[Opening Records to process section]

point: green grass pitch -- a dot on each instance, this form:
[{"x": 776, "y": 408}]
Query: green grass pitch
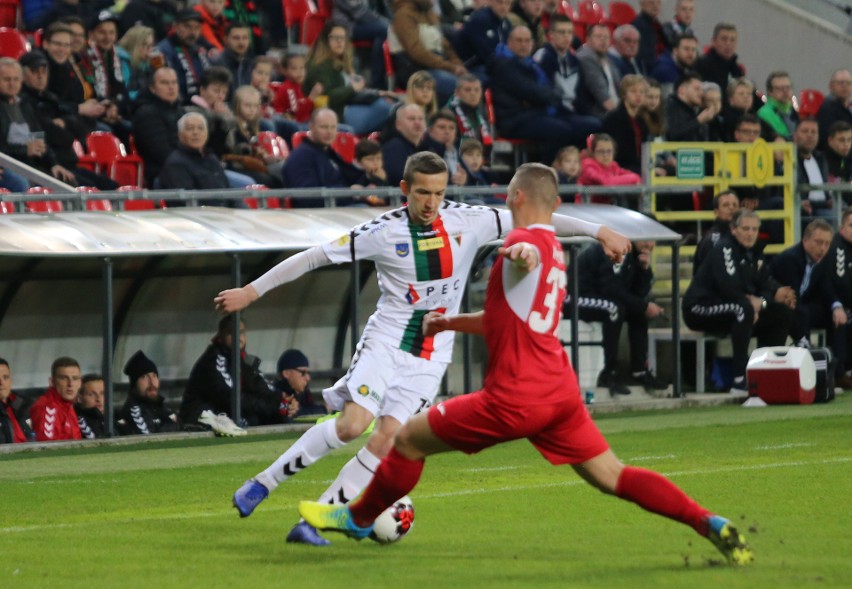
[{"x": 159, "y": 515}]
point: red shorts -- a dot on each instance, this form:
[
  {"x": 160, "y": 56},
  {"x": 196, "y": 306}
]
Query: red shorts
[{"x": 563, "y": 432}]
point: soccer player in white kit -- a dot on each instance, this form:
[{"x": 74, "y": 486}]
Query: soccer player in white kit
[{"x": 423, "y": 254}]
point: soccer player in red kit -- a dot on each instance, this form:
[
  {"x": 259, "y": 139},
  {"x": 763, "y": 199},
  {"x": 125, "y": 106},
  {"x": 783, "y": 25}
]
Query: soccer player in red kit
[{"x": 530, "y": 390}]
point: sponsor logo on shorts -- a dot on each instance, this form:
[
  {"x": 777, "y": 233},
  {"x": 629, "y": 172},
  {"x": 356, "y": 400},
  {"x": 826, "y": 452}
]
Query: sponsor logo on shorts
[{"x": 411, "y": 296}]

[Closing Records to process section]
[Opening Records to process section]

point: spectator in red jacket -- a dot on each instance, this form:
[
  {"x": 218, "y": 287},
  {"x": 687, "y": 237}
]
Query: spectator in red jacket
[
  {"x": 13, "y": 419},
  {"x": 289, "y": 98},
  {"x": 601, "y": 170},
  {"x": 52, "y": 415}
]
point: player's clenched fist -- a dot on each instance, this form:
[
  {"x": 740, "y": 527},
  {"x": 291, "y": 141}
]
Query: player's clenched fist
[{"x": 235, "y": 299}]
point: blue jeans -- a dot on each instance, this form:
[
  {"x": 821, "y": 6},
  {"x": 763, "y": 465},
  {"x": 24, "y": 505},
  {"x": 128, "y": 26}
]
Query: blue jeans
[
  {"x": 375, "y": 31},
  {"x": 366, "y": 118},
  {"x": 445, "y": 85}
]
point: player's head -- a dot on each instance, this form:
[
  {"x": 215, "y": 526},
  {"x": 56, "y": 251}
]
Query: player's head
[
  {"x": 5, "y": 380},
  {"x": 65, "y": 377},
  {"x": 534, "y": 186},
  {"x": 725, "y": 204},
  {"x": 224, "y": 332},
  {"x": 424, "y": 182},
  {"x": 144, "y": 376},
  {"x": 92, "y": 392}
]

[Closing Records to process section]
[Opening Records to process section]

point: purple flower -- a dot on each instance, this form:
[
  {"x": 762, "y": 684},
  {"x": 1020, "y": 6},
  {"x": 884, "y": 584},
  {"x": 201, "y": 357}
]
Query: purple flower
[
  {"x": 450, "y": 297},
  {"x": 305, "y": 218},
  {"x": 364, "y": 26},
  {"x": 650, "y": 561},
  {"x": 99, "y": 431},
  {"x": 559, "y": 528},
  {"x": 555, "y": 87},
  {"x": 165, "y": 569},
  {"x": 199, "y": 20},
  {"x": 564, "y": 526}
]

[Closing Records to process section]

What you should do: Where the string "point" occurs in a line above, count that line, and report solely the final figure.

Your response: 10